**Quoted text**

Lease Option Agreement
Similar to rent-to-rent, a lease option can be a great money-making strategy for those without much money to invest. In short, a lease option is an agreement that allows you to take control of a property and make income from it. However, as opposed to rent-to-rent, a lease option agreement also gives you the right (but not the obligation) to buy the property later. The fixed term for the agreement can be anything both you and the landlord are happy with. That said, typically lease agreements are around 3-5 years.
The beauty of this strategy is that it doesn’t just allow you to make a monthly income from the property but also gives you the option to buy it later for an already agreed price. And why is this great then?
As discussed earlier in this article, house prices in the UK tend to increase every year. Therefore, if the value of the property goes up above the agreed purchase price, you can buy it and have equity straight away. Alternatively, if it doesn’t go up, you can just hand the property back – and still make money from the property in the meantime!
How to find lease option opportunities?
Property owners that might be interested in a lease option are usually owners that will need to move houses quickly but are in negative equity. This means that they own more money on their mortgage than their house is currently worth. Therefore, to find these opportunities, you’d be looking for someone in negative equity who needs to move because so of the following reasons, for example:
- They need to relocate for work
- Their family has grown and they need a bigger property
- They can’t pay the mortgage
- They’re getting divorced
Buy, Refurbish, Refinance, Rent (BRRR)
As covered above, rental income is many property investors’ favourite source of passive income. But if you want to maximise your property investments, you’ll have to get a little less passive and get your hands dirty (not necessarily literally). Let’s cover BRRR strategy below step by step.
- Buy: The first step is to buy undervalued property. In the BRRR strategy, the property is often purchased with cash, a bridging loan or an angel investor. The most common reason for a property to be sold below the market value is because it needs some work. In general, the worse condition the property is in, the more value you can add to it. If that’s the case, it brings us to the next step.
- Refurbish: Once you’ve found a house bargain, identify how to make it liveable and functional. Once these requirements are met, consider updates or renovations that will add value to a property (and therefore justify increased rental rates).
- Refinance: When you have completed the refurb, get a surveyor to value the property. The property should have increased in value enough to pull all your initial money back out through refinancing. Essentially, this means that you mortgage a house that you already own. Therefore, you should now have your initial investment and some additional profit back from the mortgage lender.
- Rent: Finally, you rent out the newly refurbished property, through which the rental income can enable you to pay the mortgage, earn profits and build up equity over time.
Also referred to as property trading or buy to sell, flipping means buying a property at a low price and then selling at a higher price to make a profit. In order to do this, there needs to be a reason to justify selling the property at a higher price. Similar to the BRRR strategy, refurbishing the property is typically part of the flip process to increase the property value.
However, opposite to BRRR, you don’t rent the property after fixing it. Instead, you will sell it as soon as possible after the refurb is done. Flipping can therefore be a fantastic way to make money from property in a short space of time.
Top tips for a successful house flip
- Do your due diligence: Juggle the numbers to make a realistic projection of a property’s potential value and whether that can be achieved cost-effectively. Keep in mind the buying price and the various ongoing refurbishment costs.

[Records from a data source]
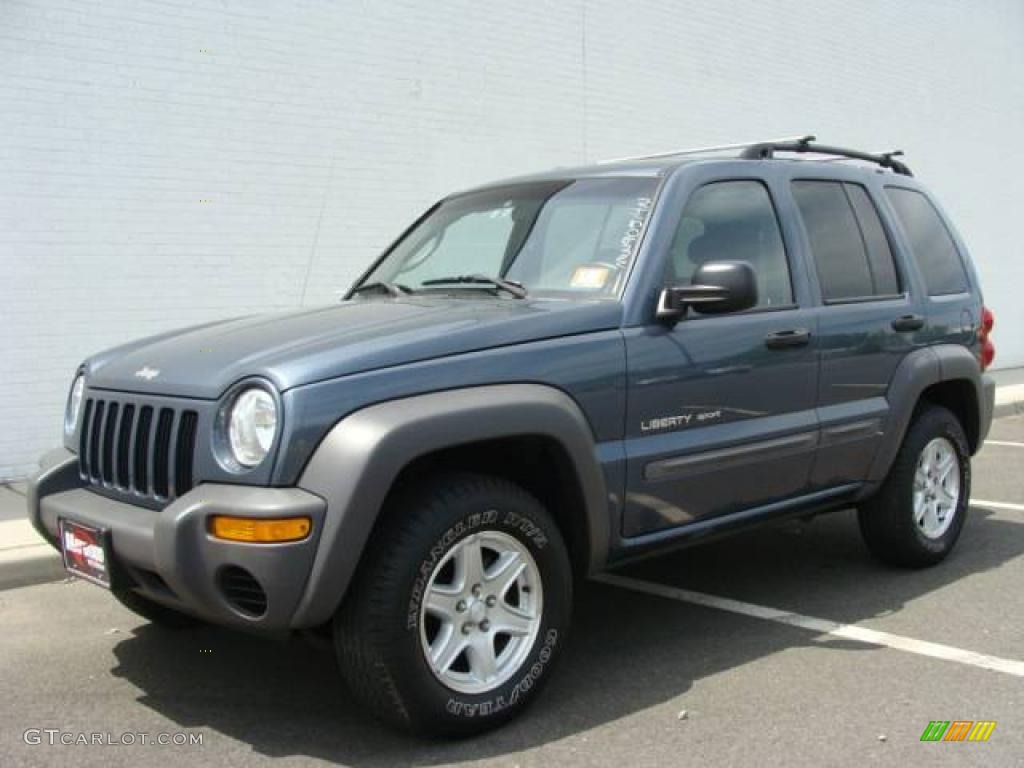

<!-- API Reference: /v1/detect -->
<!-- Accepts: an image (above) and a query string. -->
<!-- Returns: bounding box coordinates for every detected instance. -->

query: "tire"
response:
[114,590,205,630]
[333,473,572,736]
[857,406,971,567]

**Stated exercise 1**
According to the property investing text, how long do lease agreements typically last?
**Stated exercise 2**
Reproduce the records with "tire" switched to "wheel" and everything else kept the same. Leave out the pictures.

**Answer 1**
Typically around 3-5 years.

**Answer 2**
<!-- API Reference: /v1/detect -->
<!-- Accepts: an image (above) and a query string. -->
<!-- Returns: bounding box coordinates for every detected instance. -->

query: "wheel"
response:
[114,590,205,630]
[333,473,572,736]
[857,406,971,567]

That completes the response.